== STATED TASK ==
Which lines in the records contain the word "water"? Find and copy each one, with case counting.
-- Start of DATA TO PROCESS --
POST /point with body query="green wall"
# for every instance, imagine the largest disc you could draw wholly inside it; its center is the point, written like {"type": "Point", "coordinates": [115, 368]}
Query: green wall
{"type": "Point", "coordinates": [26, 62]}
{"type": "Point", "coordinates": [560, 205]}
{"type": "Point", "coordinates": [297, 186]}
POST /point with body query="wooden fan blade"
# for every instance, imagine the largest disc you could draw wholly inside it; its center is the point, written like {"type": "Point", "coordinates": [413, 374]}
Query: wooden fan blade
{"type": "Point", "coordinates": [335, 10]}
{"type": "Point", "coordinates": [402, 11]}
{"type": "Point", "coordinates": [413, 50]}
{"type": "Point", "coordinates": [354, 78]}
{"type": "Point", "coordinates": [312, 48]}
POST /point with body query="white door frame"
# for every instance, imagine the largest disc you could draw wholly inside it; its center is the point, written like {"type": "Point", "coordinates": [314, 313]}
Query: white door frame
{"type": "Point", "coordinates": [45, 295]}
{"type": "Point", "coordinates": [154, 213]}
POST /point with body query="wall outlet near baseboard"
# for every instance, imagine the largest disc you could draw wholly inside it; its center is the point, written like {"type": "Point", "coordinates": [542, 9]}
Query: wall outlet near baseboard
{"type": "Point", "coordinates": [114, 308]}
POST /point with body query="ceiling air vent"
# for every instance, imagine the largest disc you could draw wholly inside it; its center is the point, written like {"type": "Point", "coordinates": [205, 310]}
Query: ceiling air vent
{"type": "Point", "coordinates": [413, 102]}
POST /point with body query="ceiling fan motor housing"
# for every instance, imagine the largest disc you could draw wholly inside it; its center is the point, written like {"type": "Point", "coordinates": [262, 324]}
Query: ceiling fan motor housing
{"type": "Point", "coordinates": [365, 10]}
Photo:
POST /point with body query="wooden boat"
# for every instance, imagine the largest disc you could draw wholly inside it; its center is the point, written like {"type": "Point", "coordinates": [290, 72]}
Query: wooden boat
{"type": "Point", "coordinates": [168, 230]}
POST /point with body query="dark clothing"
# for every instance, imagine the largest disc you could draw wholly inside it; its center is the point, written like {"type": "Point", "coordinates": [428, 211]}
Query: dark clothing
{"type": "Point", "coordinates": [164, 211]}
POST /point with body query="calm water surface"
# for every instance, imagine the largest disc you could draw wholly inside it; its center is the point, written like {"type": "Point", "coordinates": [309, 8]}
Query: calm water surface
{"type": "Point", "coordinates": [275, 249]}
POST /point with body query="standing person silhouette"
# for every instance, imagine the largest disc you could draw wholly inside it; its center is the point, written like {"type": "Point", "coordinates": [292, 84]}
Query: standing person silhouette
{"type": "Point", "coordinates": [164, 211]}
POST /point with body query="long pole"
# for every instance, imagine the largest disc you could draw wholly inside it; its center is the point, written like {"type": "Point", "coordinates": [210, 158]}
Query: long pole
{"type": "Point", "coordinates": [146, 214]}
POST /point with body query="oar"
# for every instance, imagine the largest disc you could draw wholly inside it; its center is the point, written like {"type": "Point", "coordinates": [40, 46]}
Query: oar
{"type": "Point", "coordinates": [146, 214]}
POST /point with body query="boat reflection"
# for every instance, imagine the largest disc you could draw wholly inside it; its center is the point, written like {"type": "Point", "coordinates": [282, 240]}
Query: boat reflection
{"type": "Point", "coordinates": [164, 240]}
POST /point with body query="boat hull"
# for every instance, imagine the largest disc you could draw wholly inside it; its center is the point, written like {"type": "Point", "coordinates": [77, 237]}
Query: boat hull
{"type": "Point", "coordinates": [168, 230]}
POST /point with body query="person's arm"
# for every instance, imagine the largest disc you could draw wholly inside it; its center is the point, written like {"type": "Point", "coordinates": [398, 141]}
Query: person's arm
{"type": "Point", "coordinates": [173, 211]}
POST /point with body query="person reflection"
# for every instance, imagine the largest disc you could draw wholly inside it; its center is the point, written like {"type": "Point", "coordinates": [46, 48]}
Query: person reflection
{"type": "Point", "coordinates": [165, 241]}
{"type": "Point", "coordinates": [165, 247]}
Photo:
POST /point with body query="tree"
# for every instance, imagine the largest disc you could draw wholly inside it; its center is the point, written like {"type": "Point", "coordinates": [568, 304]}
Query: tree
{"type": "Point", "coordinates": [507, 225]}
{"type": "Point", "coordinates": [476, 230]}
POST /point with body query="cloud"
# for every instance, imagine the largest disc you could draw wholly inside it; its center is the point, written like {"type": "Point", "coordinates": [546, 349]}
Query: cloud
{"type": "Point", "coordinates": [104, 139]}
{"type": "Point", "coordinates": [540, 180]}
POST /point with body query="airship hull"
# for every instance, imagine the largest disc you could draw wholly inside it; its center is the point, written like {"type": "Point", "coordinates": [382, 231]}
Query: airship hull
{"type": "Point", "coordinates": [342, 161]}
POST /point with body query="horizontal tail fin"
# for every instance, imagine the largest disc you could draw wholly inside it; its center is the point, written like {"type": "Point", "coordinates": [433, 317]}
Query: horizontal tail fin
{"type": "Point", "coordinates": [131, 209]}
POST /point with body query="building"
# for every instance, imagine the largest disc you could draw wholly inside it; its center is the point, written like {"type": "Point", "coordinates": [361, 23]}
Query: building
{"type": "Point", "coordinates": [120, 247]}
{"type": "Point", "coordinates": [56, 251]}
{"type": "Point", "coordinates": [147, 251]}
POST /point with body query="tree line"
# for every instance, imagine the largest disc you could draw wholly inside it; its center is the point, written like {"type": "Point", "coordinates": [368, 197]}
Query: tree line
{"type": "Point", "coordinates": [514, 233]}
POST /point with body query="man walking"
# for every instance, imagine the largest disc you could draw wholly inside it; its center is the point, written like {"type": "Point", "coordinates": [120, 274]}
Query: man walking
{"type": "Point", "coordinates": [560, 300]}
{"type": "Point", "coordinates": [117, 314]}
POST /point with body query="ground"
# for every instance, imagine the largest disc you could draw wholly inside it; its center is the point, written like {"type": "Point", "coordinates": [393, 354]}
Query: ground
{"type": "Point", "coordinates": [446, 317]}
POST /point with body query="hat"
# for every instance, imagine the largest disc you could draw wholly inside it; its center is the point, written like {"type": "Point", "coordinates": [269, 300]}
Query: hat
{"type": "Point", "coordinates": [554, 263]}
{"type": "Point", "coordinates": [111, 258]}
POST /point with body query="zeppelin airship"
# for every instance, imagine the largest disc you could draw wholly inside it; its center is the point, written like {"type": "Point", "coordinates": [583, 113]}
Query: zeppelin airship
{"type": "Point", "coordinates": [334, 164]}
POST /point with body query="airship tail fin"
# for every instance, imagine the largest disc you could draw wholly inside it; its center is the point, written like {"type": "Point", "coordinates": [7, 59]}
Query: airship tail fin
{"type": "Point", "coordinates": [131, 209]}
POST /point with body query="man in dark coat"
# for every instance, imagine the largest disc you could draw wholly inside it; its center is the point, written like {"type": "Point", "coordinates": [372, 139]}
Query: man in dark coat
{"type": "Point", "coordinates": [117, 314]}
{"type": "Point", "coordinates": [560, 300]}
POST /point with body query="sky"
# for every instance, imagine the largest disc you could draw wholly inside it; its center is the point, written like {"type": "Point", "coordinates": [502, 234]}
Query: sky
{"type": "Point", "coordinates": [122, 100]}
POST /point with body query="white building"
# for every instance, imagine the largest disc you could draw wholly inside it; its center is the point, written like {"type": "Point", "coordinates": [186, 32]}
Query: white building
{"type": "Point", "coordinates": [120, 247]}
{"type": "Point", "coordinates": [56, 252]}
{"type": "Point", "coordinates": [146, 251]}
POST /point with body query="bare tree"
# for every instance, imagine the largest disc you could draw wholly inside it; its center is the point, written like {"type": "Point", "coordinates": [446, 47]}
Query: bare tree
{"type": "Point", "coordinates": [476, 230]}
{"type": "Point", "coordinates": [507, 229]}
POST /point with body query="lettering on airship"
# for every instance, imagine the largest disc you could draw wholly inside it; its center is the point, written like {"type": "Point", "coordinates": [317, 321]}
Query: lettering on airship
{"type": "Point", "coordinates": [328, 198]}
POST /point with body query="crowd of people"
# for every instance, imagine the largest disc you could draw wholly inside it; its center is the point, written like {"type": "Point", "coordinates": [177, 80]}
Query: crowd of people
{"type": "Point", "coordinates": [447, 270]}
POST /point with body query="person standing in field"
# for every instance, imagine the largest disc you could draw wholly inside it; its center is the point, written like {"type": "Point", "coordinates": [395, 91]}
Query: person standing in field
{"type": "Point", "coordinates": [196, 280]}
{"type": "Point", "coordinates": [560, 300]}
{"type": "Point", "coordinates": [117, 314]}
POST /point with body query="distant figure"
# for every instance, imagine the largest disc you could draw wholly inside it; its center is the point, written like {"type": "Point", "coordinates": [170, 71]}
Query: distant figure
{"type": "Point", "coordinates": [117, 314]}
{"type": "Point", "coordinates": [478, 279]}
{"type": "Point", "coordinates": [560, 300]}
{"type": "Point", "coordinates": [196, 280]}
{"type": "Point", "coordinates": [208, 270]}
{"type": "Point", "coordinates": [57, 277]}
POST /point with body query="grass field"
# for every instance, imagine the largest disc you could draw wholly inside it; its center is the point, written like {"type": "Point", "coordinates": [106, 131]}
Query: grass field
-- End of DATA TO PROCESS --
== EXERCISE OUTPUT ==
POST /point with body query="calm water surface"
Query: calm water surface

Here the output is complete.